▶ _STUDY MATERIAL_
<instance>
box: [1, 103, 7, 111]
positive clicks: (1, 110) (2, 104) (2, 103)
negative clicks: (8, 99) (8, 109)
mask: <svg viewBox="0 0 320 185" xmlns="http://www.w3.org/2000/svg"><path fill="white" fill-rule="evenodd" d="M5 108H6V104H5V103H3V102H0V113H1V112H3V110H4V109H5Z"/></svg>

--

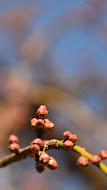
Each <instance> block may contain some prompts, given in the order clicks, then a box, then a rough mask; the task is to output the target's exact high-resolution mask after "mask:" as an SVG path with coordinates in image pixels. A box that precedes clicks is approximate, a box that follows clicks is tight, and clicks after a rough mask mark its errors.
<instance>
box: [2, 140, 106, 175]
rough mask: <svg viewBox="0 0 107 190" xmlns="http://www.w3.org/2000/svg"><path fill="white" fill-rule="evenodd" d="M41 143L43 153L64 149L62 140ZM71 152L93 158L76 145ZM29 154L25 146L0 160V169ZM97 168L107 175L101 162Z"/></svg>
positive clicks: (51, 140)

▶ _WHAT IS EXPECTED_
Your answer should be the lines above from the one containing "rough mask: <svg" through the one containing "positive clicks: (51, 140)", copied exactly and with both ends kept.

▶ _RESULT_
rough mask: <svg viewBox="0 0 107 190" xmlns="http://www.w3.org/2000/svg"><path fill="white" fill-rule="evenodd" d="M41 143L43 153L64 149L62 140ZM71 152L93 158L76 145ZM29 154L25 146L0 160V169ZM97 168L107 175L101 162Z"/></svg>
positive clicks: (51, 140)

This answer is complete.